--- Exercise material ---

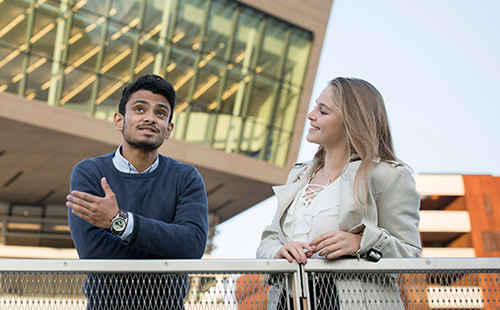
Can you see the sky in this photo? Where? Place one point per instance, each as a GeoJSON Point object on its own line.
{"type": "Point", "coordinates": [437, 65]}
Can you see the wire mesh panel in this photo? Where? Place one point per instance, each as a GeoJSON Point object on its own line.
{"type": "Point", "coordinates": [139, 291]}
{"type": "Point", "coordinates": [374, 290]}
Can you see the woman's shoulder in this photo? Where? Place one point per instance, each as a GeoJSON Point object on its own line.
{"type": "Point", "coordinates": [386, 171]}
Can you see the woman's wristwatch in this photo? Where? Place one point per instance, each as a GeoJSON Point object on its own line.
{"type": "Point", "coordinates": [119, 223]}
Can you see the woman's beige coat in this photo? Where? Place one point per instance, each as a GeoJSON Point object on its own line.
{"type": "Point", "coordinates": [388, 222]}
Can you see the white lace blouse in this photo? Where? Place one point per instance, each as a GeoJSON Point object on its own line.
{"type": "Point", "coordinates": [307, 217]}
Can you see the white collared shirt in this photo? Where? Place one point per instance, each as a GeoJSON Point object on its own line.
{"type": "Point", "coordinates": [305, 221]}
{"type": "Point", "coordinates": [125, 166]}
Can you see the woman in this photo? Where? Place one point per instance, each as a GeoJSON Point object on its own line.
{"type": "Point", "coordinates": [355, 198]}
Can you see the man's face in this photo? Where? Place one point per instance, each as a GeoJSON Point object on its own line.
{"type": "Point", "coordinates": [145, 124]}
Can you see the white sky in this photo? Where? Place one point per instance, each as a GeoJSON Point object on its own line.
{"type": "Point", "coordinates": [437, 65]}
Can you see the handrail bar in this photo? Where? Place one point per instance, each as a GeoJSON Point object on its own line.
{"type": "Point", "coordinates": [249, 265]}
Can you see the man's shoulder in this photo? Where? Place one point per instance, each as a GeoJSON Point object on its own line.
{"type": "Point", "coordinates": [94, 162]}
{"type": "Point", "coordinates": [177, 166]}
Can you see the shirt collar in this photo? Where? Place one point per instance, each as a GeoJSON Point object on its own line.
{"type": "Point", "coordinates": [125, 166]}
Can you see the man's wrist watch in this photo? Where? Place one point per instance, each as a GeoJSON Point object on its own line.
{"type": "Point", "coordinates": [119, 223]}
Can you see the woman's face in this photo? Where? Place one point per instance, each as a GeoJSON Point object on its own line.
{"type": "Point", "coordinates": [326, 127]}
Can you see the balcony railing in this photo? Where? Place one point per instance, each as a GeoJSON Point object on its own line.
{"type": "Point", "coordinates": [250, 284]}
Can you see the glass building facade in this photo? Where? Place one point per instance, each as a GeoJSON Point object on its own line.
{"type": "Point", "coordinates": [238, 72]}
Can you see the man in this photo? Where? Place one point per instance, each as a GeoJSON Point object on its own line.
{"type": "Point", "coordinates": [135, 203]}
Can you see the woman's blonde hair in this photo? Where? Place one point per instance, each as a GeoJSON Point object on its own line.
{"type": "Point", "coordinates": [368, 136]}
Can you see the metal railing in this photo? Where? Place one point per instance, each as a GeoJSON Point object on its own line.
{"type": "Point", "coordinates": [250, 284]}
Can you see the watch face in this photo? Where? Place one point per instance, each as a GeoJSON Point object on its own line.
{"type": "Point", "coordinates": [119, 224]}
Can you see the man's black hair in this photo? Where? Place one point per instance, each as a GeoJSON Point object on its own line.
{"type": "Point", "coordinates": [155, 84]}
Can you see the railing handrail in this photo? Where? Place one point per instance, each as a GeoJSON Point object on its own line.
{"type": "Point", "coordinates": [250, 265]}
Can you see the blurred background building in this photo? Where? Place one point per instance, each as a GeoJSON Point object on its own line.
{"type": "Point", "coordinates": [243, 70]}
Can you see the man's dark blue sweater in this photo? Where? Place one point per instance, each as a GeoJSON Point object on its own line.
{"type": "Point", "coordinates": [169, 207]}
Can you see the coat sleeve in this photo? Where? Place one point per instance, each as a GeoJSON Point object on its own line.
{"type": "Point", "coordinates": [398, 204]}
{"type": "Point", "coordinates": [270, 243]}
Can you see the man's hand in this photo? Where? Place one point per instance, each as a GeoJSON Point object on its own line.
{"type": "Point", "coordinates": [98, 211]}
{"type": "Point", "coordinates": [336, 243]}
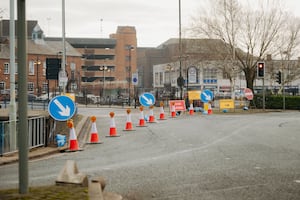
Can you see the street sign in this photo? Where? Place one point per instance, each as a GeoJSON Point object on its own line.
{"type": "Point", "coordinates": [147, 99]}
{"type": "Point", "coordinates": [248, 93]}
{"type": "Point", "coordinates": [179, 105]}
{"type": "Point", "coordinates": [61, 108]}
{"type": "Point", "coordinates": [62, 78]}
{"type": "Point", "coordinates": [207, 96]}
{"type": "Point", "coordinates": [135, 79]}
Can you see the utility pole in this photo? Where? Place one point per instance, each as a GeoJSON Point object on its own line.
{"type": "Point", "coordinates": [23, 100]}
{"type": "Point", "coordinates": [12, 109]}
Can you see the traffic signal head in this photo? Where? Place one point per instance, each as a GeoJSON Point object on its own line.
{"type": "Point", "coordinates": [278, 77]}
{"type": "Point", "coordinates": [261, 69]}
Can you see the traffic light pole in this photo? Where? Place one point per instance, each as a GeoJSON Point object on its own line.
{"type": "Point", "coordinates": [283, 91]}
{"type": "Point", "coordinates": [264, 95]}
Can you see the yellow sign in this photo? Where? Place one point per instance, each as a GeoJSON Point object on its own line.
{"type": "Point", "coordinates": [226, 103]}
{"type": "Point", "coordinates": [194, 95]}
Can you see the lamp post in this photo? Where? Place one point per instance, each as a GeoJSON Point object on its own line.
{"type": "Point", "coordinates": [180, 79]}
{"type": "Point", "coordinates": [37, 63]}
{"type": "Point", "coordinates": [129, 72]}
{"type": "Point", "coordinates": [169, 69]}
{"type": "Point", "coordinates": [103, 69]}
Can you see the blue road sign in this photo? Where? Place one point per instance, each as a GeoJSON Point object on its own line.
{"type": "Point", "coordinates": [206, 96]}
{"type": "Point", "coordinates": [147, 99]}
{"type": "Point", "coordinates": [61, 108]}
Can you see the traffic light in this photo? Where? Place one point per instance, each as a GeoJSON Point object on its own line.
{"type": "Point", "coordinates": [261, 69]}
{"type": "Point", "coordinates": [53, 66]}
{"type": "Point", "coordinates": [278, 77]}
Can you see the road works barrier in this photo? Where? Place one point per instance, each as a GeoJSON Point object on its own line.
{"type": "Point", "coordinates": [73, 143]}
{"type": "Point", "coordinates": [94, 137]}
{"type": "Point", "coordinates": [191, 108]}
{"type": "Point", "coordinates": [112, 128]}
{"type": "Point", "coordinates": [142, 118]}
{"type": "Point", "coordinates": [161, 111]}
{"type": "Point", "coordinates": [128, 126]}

---

**Task to complete**. Give the data above again in full and unchanged, skipping the pictures.

**Final answer**.
Can you see the sky in this photo? Where? Place one point per instance, each as a GeoJSON Point object on its own line.
{"type": "Point", "coordinates": [437, 65]}
Can you see the wire mesh panel in this photo? Where? Place one point per instance, each as a GeoJSON Point object on its own line.
{"type": "Point", "coordinates": [139, 291]}
{"type": "Point", "coordinates": [374, 290]}
Can you see the woman's shoulder in this photo? Where? Place one point per instance, each as a GeoJSON Point object on its own line.
{"type": "Point", "coordinates": [386, 171]}
Can you see the woman's wristwatch in this photo? Where? Place one point per instance, each as a GeoJSON Point object on its own line.
{"type": "Point", "coordinates": [119, 223]}
Can you see the woman's beige coat in this photo? Where? Place one point per instance, each as a GeoJSON Point object on its own line.
{"type": "Point", "coordinates": [388, 222]}
Can you see the white lace blouse in this photo? Where? Place one point per instance, each as a GeoJSON Point object on its own line.
{"type": "Point", "coordinates": [307, 217]}
Can you see the white collared shirt in this photo? Where? Place one point per instance, each as a GeoJSON Point object on its own line.
{"type": "Point", "coordinates": [305, 221]}
{"type": "Point", "coordinates": [125, 166]}
Can you see the woman in this photo? Where? Place one point per instance, each as a GeoJSON Point object on its own line.
{"type": "Point", "coordinates": [355, 198]}
Can you see the man's face in this photo? Where? Place one point per instance, each as a GeoJSON Point object on its own line.
{"type": "Point", "coordinates": [145, 124]}
Can you see the white sky in this photo? Where? Place one point per instance, each as a GeoJSON Point object on its own line.
{"type": "Point", "coordinates": [437, 65]}
Can you see the handrail bar in this photo? Where? Place one point per instance, each as a GeoJSON Point object on its own line.
{"type": "Point", "coordinates": [249, 265]}
Can you see the man's shoulder in this photo? Where? Place one point per instance, each as a GeoJSON Point object on its own line.
{"type": "Point", "coordinates": [94, 162]}
{"type": "Point", "coordinates": [177, 166]}
Can you see the shirt collar in this photo? Where? Place one point per instance, each as a GeoJSON Point object on its own line.
{"type": "Point", "coordinates": [125, 166]}
Can you see the man's wrist watch in this photo? Where? Place one point per instance, each as a GeoJSON Point object on its own line.
{"type": "Point", "coordinates": [119, 223]}
Can you see the woman's face in this photo? Where? Place one point per instance, each as a GeoJSON Point object on its own line.
{"type": "Point", "coordinates": [326, 127]}
Can you see the balcony railing in this photo? Where? Place one point per instance, each as a GeoJSON Point object on its own line.
{"type": "Point", "coordinates": [250, 284]}
Can you see the glass building facade in this photo? Where? Place one point per instance, each as a GeoJSON Point object on its own line.
{"type": "Point", "coordinates": [238, 72]}
Can you see the man in this photo? Where? Place one point per instance, each as a GeoJSON Point object on its own line.
{"type": "Point", "coordinates": [135, 203]}
Can you see the woman's blonde hair in this photo? Where? Place one point per instance, each as a GeoJSON Point object on its own line.
{"type": "Point", "coordinates": [368, 136]}
Can you see the metal railing in this photo? Where? Place one point per instance, each as a GeoJSON Point object on its own line.
{"type": "Point", "coordinates": [250, 284]}
Can you see the watch face in this photo? Where? Place one point per instance, each as a GeoJSON Point object on its own line.
{"type": "Point", "coordinates": [119, 224]}
Can you see the man's black hair in this photo? Where? Place one point per instance, each as a GeoJSON Point object on its own line.
{"type": "Point", "coordinates": [155, 84]}
Can you see the railing handrail in this photo? Where? Place one point per instance, each as a GeoJSON Point object on its own line.
{"type": "Point", "coordinates": [250, 265]}
Can you see the blurred background building in this photo? Where? Place one point per instance, each as a GeoJSON Point object on its own line.
{"type": "Point", "coordinates": [243, 70]}
Can you see the man's dark blue sweater in this photo? Where? Place one point per instance, each as a GeoJSON Point object on its own line.
{"type": "Point", "coordinates": [169, 207]}
Can you see the coat sleeve in this photo? Where? Place one point per instance, each as a GeoJSON Point object on its own line.
{"type": "Point", "coordinates": [398, 204]}
{"type": "Point", "coordinates": [270, 243]}
Can you see the man's hand in this photo? Where? Place one point per instance, each as a GeoJSON Point object on its own line.
{"type": "Point", "coordinates": [98, 211]}
{"type": "Point", "coordinates": [336, 243]}
Can you see the street sign in this photo? Where? Place one point per instance, each as a GeoJSON Point object on its own line.
{"type": "Point", "coordinates": [147, 99]}
{"type": "Point", "coordinates": [248, 93]}
{"type": "Point", "coordinates": [179, 105]}
{"type": "Point", "coordinates": [61, 108]}
{"type": "Point", "coordinates": [62, 78]}
{"type": "Point", "coordinates": [207, 96]}
{"type": "Point", "coordinates": [135, 79]}
Can you see the utility pole in this photo? Where? Place one point per instance, each as a GeoJSON Point object on its own line.
{"type": "Point", "coordinates": [23, 100]}
{"type": "Point", "coordinates": [12, 109]}
Can you see the traffic signal head in this photo? Where? Place one point per instance, each as a GeoJSON Point object on its own line.
{"type": "Point", "coordinates": [278, 77]}
{"type": "Point", "coordinates": [261, 69]}
Can you see the traffic light pole in this photo? Where? Place one point per instance, each as a GeoJSON Point object on its own line.
{"type": "Point", "coordinates": [283, 91]}
{"type": "Point", "coordinates": [264, 95]}
Can you see the yellow sign in this photo? Where? Place one point per instance, each as a GeoJSON Point object on its own line.
{"type": "Point", "coordinates": [226, 103]}
{"type": "Point", "coordinates": [194, 95]}
Can you see the lamp post in this photo? Where? Place one point per instance, each as a GeoJSON Point object on its own line.
{"type": "Point", "coordinates": [180, 79]}
{"type": "Point", "coordinates": [37, 63]}
{"type": "Point", "coordinates": [129, 72]}
{"type": "Point", "coordinates": [169, 69]}
{"type": "Point", "coordinates": [103, 69]}
Can you see the blue road sign in this photo? Where? Place one point per instance, each as a GeoJSON Point object on its own line.
{"type": "Point", "coordinates": [206, 96]}
{"type": "Point", "coordinates": [147, 99]}
{"type": "Point", "coordinates": [61, 108]}
Can you see the traffic light in this photo? Where? Place one point per instance, each as a GeoJSON Point object on its own line.
{"type": "Point", "coordinates": [261, 69]}
{"type": "Point", "coordinates": [53, 66]}
{"type": "Point", "coordinates": [278, 77]}
Can you see the road works barrier in this photo? Where? Place one point per instance, each as a GeoJSON Point object on its own line.
{"type": "Point", "coordinates": [73, 143]}
{"type": "Point", "coordinates": [94, 137]}
{"type": "Point", "coordinates": [191, 108]}
{"type": "Point", "coordinates": [112, 128]}
{"type": "Point", "coordinates": [142, 118]}
{"type": "Point", "coordinates": [161, 111]}
{"type": "Point", "coordinates": [128, 126]}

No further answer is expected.